Displaced Palestinian women carrying their belongings lift a makeshift white flag as they walk past Israeli forces while fleeing the Hamad City area in Khan Yunis in the southern Gaza Strip on Tuesday, March 5, 2024, amid the ongoing conflict between Israel and the Hamas movement. (-/AFP/Getty Images/TNS)

Secretary of State Antony Blinken urged Hamas leaders to agree to a cease-fire deal that would free hostages and halt the war in Gaza, even as he called on Israel to let in more humanitarian aid for increasingly desperate Palestinians.

“It is on Hamas to make decisions about whether it’s prepared to engage in that cease-fire,” Blinken said Tuesday at the State Department in Washington. “It’s also urgent, irrespective of a cease-fire, to dramatically increase the humanitarian assistance getting to people inside of Gaza.”

Blinken spoke Tuesday alongside the Qatari prime minister, Sheikh Mohammed bin Abdulrahman Al Thani, who was in Washington for meetings as part of a broader U.S.-Qatar strategic dialog. Qatar has played a key role as mediator in efforts to win agreements from Israel and Hamas on hostage releases and a cease-fire.

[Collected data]

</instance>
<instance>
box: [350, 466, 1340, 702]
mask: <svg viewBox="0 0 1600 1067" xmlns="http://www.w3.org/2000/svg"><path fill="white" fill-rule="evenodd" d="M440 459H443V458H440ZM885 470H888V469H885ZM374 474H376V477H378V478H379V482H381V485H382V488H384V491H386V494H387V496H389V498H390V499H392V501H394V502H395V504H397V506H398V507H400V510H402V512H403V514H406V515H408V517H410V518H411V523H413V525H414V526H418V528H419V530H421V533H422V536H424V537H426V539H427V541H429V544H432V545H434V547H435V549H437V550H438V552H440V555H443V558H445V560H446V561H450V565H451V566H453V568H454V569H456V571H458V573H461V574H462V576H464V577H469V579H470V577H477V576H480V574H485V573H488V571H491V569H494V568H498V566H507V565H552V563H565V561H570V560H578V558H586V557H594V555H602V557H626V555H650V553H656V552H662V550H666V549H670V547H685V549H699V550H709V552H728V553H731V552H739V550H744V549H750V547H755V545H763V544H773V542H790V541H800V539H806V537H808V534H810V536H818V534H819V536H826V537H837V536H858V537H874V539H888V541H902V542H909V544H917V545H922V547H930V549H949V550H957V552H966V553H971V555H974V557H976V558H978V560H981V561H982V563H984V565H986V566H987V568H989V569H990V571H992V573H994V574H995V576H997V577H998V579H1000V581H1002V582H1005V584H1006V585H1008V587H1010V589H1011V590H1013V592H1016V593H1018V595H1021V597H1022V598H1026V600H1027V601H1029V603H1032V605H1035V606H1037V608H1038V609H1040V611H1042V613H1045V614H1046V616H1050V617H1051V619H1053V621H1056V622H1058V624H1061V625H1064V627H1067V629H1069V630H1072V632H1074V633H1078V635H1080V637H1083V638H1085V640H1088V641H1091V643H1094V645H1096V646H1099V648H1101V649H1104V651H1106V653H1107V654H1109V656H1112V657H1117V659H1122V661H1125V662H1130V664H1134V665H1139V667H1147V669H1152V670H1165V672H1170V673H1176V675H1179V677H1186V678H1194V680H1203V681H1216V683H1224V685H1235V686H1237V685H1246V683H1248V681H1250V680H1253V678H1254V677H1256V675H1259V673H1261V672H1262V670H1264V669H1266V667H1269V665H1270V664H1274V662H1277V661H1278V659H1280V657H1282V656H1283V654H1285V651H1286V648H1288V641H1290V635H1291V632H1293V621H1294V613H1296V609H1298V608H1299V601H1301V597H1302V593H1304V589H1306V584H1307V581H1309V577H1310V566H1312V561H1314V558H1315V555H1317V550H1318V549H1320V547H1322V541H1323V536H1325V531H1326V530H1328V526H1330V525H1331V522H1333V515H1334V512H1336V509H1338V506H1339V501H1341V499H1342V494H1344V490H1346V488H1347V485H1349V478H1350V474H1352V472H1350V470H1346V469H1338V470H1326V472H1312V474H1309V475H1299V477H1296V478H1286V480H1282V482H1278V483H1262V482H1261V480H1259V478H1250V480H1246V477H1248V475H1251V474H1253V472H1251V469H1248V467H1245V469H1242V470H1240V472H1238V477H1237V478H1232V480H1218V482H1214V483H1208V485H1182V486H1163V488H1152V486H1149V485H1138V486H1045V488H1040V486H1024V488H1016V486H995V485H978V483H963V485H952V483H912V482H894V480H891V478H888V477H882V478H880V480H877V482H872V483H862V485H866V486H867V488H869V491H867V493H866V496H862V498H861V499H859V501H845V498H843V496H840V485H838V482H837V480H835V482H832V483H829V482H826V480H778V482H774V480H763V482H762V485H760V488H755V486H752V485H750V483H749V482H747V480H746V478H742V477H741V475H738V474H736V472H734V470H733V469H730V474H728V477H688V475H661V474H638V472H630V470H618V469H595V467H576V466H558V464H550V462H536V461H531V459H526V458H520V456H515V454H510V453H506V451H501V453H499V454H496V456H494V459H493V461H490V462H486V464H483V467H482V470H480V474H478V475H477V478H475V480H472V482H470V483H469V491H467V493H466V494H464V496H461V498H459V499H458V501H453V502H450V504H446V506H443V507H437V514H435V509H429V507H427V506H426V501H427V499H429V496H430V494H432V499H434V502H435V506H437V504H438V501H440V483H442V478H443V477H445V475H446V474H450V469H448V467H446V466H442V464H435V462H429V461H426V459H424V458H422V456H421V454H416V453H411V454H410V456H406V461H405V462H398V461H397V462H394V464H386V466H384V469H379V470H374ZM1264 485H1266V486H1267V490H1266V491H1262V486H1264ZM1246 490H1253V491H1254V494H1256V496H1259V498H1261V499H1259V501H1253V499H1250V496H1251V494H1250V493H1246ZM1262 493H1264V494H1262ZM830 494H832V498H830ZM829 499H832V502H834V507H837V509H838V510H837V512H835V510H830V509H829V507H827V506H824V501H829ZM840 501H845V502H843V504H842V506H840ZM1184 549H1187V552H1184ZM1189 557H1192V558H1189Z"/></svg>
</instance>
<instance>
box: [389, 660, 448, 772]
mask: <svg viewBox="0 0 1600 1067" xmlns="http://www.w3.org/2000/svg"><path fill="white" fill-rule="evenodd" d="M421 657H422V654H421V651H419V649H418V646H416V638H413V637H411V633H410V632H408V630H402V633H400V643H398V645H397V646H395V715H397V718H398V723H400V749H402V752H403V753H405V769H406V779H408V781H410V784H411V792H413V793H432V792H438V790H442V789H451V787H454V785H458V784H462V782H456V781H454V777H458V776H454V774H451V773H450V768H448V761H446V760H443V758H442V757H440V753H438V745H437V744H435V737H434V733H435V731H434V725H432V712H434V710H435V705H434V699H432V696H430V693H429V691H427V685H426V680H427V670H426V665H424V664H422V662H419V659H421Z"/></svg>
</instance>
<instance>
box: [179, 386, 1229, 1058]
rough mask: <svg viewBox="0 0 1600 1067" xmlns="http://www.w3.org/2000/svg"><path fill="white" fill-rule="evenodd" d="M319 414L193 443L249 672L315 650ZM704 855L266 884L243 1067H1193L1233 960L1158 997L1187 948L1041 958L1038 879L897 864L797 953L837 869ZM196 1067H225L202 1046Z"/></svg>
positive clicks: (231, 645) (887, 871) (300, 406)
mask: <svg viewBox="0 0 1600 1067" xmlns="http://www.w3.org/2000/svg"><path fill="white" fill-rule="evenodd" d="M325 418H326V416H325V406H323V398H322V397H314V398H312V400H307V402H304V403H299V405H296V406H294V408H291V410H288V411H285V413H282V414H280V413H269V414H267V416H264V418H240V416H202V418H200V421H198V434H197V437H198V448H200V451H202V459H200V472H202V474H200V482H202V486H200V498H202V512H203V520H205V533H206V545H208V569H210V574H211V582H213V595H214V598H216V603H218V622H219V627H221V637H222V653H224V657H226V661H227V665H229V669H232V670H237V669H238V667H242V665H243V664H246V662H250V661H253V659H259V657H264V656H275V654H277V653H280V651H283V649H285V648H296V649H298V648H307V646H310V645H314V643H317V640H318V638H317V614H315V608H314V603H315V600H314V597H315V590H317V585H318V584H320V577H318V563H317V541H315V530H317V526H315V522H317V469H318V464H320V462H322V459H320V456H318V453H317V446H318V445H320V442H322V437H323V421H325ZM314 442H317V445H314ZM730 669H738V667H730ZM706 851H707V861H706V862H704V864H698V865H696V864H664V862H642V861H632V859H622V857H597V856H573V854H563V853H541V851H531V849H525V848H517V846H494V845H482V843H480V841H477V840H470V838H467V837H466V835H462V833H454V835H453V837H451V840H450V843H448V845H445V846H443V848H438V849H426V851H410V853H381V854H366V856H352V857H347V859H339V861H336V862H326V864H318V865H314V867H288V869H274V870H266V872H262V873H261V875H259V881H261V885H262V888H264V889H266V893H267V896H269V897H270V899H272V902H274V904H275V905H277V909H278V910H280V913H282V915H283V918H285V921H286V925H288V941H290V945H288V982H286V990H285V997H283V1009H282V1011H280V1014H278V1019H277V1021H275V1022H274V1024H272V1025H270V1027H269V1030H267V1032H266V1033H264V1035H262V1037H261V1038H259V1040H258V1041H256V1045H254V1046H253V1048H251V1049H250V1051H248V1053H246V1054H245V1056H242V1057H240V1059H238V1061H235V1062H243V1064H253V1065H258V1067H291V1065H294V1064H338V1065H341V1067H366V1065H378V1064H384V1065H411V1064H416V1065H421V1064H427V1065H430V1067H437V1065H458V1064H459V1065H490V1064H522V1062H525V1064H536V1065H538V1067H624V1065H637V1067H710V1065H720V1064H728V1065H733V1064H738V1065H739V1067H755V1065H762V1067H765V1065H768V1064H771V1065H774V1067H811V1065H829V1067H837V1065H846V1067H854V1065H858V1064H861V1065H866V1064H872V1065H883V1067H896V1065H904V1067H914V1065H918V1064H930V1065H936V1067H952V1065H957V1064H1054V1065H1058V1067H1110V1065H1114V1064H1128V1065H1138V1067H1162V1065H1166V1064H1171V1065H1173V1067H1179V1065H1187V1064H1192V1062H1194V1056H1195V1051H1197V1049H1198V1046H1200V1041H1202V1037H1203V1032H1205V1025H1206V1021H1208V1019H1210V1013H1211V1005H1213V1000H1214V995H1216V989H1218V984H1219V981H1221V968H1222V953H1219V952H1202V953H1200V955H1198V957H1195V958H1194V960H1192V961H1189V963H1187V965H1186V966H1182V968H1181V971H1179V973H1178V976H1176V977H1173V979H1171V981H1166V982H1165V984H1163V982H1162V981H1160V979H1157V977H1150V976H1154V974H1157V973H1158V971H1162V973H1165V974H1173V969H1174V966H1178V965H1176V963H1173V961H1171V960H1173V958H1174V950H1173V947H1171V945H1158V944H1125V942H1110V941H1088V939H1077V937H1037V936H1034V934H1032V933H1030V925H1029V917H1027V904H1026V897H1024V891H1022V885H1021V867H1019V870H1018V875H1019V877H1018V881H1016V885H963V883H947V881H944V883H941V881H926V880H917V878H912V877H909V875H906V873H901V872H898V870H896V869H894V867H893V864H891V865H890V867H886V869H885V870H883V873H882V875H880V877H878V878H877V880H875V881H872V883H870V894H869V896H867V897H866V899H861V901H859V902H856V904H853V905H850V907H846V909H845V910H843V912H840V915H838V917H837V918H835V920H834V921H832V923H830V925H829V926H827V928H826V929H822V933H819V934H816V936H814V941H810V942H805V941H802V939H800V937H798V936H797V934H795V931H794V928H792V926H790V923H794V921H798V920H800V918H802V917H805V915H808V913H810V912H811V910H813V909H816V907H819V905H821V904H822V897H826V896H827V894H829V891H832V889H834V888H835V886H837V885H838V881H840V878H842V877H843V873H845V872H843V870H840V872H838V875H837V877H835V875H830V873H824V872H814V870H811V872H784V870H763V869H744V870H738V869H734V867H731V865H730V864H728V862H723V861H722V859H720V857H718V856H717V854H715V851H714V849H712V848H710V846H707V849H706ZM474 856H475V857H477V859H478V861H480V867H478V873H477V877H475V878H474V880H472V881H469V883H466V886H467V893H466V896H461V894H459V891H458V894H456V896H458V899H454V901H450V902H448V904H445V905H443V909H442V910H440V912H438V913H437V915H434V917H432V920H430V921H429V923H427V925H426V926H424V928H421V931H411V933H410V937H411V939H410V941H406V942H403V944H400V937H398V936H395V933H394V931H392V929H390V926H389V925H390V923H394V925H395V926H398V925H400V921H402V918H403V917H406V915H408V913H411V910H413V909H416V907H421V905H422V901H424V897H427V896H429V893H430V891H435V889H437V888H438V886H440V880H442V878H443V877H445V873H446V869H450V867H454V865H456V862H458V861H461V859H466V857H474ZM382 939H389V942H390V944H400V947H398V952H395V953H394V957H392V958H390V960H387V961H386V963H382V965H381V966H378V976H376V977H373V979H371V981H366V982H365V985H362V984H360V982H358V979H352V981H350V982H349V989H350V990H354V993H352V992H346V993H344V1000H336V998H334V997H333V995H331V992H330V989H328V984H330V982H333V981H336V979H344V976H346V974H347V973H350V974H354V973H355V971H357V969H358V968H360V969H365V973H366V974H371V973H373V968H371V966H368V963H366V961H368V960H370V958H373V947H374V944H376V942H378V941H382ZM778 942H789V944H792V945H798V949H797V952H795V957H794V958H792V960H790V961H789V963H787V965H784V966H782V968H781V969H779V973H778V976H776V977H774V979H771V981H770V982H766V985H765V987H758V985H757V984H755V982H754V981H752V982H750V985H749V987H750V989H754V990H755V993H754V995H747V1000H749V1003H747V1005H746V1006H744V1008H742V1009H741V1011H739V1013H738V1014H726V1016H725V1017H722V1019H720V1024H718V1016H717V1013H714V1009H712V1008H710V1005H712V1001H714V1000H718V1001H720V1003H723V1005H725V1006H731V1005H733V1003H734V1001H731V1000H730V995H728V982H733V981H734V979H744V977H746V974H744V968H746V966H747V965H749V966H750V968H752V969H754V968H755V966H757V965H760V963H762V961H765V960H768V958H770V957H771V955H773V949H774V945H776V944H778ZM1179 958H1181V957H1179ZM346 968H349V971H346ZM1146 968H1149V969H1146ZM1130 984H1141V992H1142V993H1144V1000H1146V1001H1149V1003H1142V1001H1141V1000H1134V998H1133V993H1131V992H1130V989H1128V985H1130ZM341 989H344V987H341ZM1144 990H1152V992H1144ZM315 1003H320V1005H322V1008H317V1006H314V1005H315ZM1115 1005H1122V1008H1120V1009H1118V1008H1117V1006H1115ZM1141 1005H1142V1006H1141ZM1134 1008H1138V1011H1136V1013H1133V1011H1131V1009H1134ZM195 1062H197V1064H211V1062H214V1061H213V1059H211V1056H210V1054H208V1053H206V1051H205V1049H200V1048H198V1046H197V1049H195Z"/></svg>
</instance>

* [Required action 1]:
Reproduce the stretch of the excerpt on Blinken's cease-fire remarks from "Secretary of State" through "increasingly desperate Palestinians.".
* [Required action 2]:
Answer these about the excerpt on Blinken's cease-fire remarks:
(a) What area were the displaced women in the photo fleeing?
(b) Where did Blinken make his Tuesday remarks?
(c) Whom did Blinken speak alongside on Tuesday?

* [Task response 1]:
Secretary of State Antony Blinken urged Hamas leaders to agree to a cease-fire deal that would free hostages and halt the war in Gaza, even as he called on Israel to let in more humanitarian aid for increasingly desperate Palestinians.

* [Task response 2]:
(a) The Hamad City area in Khan Yunis in the southern Gaza Strip.
(b) At the State Department in Washington.
(c) The Qatari prime minister, Sheikh Mohammed bin Abdulrahman Al Thani.